**Ketentuan Tugas:**
- A) Sebutkan setiap keterangan waktu yang memuat angka dalam berita tentang pasien cuci darah, sesuai urutan kemunculannya.
- B) Lanjutkan berita tentang pasien cuci darah itu mulai setelah kalimat terakhirnya.

**Teks yang Diberikan:**
++++++
Supraptini mengungkapkan, suaminya adalah salah satu pasien Hemodialisa (cuci darah) di RSUD Wonosari sejak 9 tahun yang lalu. Sekitar tanggal 4 Juli 2021 yang lalu waktunya untuk cuci darah. Karena kebetulan dirinya tengah membantu hajatan di rumah tetangganya, maka dirinya tidak bisa mengantar.

"Anak saya juga tidak bisa mengantar beliau,"ujar dia dengan suara parau menahan tangis, Rabu (13/7/2021) ketika dihubungi.

Seperti biasa, sebelum melakukan cuci darah di RSUD Wonosari maka suaminya harus melakukan test swab di Puskesmas Playen. Saat itu, suaminya berangkat sendiri ke Puskesmas I Playen untuk melakukan uji swab. Hasilnya disebutkan negatif.

Baca Juga: Mantan Anggota DPRD dan Sekretaris DPD PAN Gunungkidul Meninggal Terpapar Covid-19

Namun anehnya, lanjut Supraptini, meski negatif tetapi pihak Puskesmas meminta Paidi untuk melakukan isolasi mandiri di rumah selama 10 hari. Kendati demikian, keesokan harinya Paidi tetap memutuskan untuk berangkat sendiri cuci darah ke RSUD Wonosari.

"Selama 9 tahun bapak memang berangkat sendiri kalau HD," terangnya.

Namun sore harinya ketika pulang dari cuci darah, Kepala Dukuh Sumberejo mendatangi kediaman Paidi. Dukuh tersebut mengatakan jika Paidi positif Covid-19 dan diminta untuk isolasi mandiri di rumah. Namun anehnya pernyataan jika Paidi positif tersebut hanya disampaikan secara lisan dan tidak ada bukti tertulis.

Karena harus melakukan isolasi mandiri, membuat Paidi stres karena tidak bisa bekerja lagi. Paidi khawatir pendapatannya sebagai tukang parkir akan hilang jika harus menjalani isolasi mandiri. Supraptini mengaku heran mengapa hanya suaminya yang dinyatakan positif Covid-19 sementara teman-teman suaminya tidak ada yang terpapar.
++++++
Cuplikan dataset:

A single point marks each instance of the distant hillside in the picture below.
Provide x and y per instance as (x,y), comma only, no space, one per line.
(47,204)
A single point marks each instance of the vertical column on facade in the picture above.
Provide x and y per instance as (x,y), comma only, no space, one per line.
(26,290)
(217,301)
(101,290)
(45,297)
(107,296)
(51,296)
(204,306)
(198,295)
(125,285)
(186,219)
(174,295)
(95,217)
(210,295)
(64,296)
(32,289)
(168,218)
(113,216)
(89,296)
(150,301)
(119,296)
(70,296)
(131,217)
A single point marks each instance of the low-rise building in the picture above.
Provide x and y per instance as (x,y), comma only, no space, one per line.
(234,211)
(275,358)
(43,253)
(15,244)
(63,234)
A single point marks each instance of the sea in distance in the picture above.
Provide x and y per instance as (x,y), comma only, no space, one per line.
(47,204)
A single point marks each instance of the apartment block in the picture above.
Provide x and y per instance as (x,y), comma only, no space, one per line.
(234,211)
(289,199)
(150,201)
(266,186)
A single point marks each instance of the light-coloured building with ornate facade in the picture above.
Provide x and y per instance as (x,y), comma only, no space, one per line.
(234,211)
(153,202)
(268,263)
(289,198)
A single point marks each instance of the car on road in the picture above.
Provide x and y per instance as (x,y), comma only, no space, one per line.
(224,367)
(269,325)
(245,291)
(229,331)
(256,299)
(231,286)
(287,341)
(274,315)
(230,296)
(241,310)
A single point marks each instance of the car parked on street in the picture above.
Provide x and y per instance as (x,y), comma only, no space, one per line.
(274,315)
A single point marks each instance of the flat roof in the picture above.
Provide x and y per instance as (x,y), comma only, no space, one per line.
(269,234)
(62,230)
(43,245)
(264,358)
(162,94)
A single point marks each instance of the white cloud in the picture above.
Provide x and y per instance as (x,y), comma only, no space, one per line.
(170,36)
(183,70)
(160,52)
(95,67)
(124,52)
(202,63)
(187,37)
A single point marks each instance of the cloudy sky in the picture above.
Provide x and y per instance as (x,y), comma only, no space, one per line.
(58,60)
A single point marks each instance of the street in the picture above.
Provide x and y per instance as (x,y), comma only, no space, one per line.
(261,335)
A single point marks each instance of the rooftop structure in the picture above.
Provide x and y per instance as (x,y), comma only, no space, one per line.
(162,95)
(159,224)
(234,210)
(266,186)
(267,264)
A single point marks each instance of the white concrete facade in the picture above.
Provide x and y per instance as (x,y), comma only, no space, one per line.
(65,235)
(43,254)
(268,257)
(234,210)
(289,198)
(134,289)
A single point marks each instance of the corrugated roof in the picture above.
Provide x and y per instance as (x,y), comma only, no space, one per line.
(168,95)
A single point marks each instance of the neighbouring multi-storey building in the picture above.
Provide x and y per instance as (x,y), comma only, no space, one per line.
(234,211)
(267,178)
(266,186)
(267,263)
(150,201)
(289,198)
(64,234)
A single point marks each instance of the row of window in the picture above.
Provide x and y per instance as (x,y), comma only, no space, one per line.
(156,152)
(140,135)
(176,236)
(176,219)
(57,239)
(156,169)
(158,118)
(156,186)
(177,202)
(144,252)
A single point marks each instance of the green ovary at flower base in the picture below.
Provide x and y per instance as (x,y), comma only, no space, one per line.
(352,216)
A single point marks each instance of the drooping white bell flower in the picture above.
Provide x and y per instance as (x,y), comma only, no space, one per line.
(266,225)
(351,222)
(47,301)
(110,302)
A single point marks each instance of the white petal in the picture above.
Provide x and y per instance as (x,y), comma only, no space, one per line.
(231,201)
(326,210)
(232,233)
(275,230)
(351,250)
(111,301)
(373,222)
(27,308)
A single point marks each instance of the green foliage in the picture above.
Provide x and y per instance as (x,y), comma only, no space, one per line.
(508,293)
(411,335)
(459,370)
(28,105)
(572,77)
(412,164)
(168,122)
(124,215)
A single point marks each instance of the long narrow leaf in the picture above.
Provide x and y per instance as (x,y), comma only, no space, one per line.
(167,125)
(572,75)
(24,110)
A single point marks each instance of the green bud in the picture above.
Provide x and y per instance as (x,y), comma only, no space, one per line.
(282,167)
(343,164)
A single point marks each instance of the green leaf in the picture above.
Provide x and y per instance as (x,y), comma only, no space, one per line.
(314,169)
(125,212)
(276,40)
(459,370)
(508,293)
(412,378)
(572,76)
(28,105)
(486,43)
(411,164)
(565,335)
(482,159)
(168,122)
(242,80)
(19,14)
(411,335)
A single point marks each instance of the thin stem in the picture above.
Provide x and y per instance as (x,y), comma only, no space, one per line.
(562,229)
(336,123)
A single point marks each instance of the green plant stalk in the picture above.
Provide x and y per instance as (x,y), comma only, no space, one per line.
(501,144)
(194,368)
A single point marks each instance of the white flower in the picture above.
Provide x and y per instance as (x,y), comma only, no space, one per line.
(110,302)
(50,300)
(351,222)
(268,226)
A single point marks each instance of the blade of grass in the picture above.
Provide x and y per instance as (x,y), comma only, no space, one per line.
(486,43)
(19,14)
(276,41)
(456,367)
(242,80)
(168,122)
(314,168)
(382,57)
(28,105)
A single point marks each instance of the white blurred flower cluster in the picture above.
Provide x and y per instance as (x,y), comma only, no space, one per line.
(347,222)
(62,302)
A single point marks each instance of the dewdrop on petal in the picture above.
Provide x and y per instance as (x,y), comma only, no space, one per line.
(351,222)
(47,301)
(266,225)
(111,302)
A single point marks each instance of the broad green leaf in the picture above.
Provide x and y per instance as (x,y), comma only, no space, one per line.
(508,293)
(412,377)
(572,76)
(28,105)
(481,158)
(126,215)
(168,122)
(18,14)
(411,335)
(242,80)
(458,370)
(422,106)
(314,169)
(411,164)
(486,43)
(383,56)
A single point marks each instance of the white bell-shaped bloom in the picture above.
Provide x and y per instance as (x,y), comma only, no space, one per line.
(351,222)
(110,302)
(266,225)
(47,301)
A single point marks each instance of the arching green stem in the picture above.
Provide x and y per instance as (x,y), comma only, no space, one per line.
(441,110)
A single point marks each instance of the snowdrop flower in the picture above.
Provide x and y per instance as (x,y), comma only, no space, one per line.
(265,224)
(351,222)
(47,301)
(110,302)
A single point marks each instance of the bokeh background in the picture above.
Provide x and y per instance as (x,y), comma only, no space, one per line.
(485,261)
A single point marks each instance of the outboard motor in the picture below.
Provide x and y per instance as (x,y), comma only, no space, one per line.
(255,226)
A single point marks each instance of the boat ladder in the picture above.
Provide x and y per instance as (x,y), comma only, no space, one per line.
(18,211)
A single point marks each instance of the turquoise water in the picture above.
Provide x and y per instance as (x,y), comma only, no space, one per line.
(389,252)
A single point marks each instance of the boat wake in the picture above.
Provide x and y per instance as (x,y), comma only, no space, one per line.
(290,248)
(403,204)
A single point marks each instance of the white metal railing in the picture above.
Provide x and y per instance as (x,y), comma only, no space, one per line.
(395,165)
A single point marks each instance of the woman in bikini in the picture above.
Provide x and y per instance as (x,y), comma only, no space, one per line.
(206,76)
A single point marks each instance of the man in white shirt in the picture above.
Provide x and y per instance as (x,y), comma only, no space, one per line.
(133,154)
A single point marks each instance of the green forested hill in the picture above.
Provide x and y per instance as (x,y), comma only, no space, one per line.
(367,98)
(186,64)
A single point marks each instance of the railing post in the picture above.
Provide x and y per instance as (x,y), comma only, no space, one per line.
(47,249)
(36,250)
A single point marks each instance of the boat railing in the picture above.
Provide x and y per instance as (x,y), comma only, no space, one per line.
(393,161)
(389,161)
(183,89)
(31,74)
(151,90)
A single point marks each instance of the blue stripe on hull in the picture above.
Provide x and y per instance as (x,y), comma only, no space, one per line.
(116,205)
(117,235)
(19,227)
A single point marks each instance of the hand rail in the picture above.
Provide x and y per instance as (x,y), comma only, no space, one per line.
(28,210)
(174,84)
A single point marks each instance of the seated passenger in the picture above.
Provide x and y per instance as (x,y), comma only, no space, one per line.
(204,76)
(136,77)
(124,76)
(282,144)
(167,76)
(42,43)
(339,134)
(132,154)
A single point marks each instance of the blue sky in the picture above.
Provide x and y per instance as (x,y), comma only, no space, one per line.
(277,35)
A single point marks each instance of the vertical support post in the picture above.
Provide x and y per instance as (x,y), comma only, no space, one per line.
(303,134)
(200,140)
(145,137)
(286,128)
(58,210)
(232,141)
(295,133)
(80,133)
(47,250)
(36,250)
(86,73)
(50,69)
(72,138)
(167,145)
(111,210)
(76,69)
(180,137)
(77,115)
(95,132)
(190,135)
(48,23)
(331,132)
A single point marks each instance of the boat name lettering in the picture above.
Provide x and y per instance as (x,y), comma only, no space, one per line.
++++++
**Jawaban Tugas:**
- A)
1. 9 tahun yang lalu
2. tanggal 4 Juli 2021
3. Rabu (13/7/2021)
4. 10 hari
5. Selama 9 tahun

- B)
"Padahal saat itu bapakne (suami) segar bugar," paparnya.

Baca Juga: Potensi Wisata Pantai Grigak di Gunungkidul

Awal melakukan isolasi mandiri, Paidi sebenarnya segar bugar namun di hari ketiga yaitu hari Minggu, yang bersangkutan mulai merasakan sesak napas. Meskipun keluarga ini memiliki tabung oksigen kecil untuk jaga-jaga, namun saat itu kondisinya kosong.

Supraptini sudah berusaha mengambil oksigen ke Puskesmas Playen namun kosong. Wanita inipun juga membawa suaminya menggunakan sepeda motor ke RSUD Wonosari dengan harapan bisa mendapatkan asupan oksigen di IGD. Namun karena kala itu IGD sudah penuh maka harapan mendapat asupan oksigen pupus.

"Setelah itu suami ikut mbonceng motor saya berkeliling mencari oksigen. Saya keliling ke mana-mana semuanya kosong. Saya keliling sampai tengah malam,"kenangnya.

Karena sudah tengah malam, Supraptini memutuskan pulang dan meminta anaknya untuk mencari oksigen. Meski sudah keliling ke Kota Yogyakarta namun anaknya pulang dengan tangan hampa. Pagi harinya, suaminya, Paidi diketahui meninggal dunia dalam posisi terduduk.

Senin pagi, beberapa saat setelah suaminya meninggal, ada petugas Puskesmas yang datang ke rumahnya. Petugas tersebut bermaksud mengantar Paidi ke RSUD Wonosari untuk melakukan cuci darah. Saat itu petugas Puskesmas belum mengetahui kalau suaminya telah meninggal dunia.

"Kebetulan jadwal cuci darah suami saya itu Kamis dan Senin,"terangnya.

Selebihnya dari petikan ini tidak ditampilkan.